● What this task involves
Convert the records from the line containing "Accessibility service: describe the location of shadow" down to the line containing "25,34 -> 51,60", both lines included, into a two-column CSV with the header text,answer. Give one row per record, with each field in double quotes and every line break replaced by a space.

● Supplied entries

═══

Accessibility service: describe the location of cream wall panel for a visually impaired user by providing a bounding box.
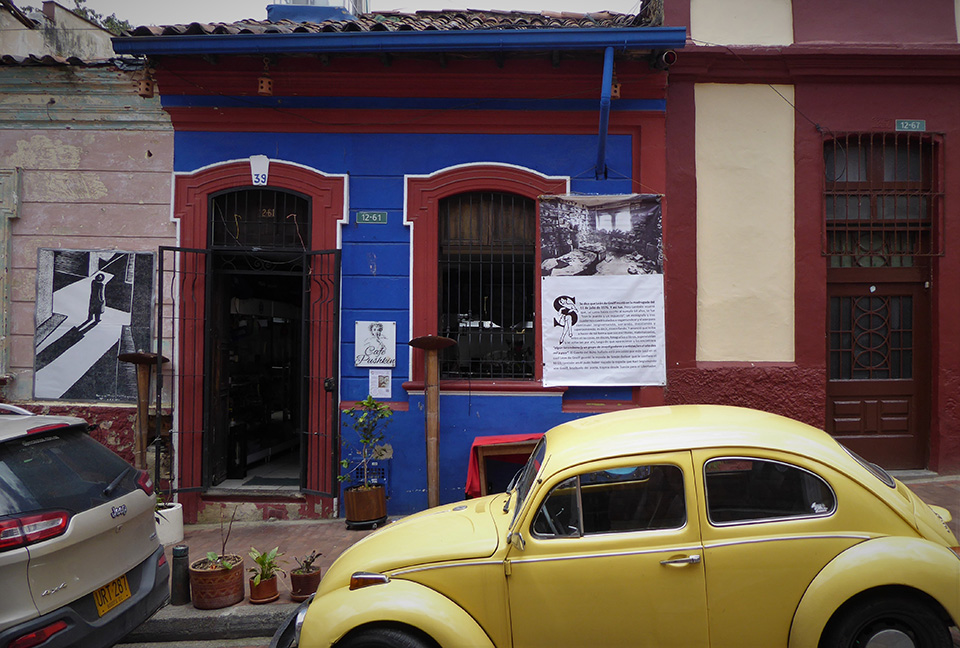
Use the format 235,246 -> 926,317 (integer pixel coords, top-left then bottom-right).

═══

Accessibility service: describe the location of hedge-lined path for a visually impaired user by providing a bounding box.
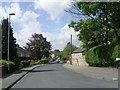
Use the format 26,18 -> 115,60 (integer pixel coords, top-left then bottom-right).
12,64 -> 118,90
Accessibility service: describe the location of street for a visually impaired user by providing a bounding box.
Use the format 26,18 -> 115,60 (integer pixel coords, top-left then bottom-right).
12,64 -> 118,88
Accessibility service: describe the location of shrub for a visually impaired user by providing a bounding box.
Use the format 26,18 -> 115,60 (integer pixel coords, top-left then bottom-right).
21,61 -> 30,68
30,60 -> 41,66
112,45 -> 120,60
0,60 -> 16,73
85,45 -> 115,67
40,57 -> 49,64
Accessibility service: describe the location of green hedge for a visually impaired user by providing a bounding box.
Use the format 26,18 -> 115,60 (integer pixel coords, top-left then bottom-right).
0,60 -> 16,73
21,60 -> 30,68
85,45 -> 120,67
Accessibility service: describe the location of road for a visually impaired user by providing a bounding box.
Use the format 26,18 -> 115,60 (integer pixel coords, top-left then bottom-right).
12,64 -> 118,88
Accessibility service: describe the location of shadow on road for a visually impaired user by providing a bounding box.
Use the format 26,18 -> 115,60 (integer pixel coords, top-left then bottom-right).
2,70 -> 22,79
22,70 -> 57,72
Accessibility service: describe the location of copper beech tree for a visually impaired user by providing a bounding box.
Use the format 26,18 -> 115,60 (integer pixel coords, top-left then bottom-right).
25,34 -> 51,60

═══

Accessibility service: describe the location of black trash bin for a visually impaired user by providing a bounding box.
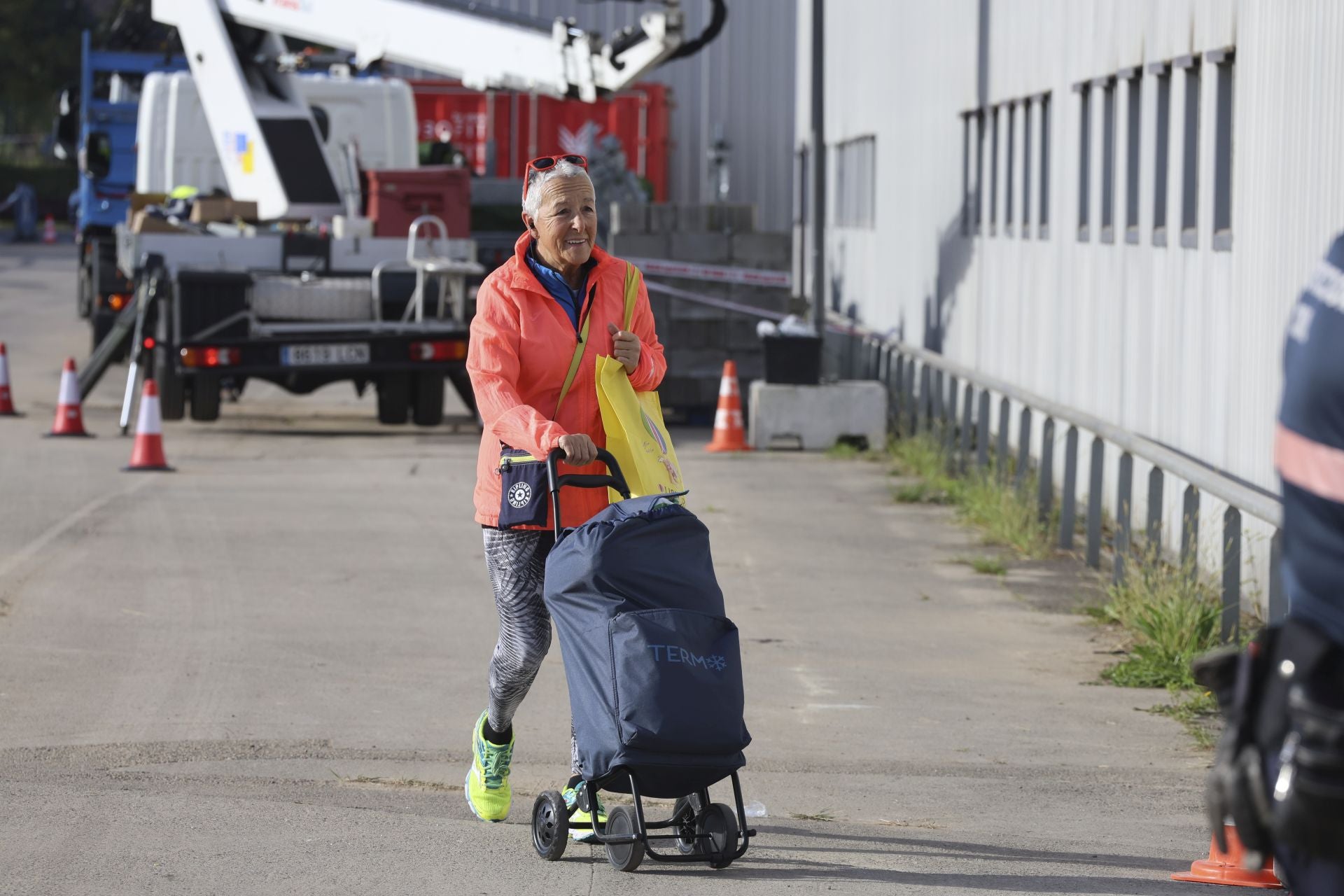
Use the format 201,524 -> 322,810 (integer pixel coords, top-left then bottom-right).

═══

● Answer to this exercise
text,answer
"Accessibility service: describe the location of shadow on road for a visually impaired user by providing a bounding box. Use the format 26,18 -> 115,60 (integer pixel coords, top-left then bottom-right).","2,70 -> 22,79 22,70 -> 57,72"
"Accessibility service: describe the location of copper beech tree for a visually impaired user by providing a bounding box. Use the format 26,18 -> 115,60 (integer pixel coords, top-left then bottom-right).","25,34 -> 51,60"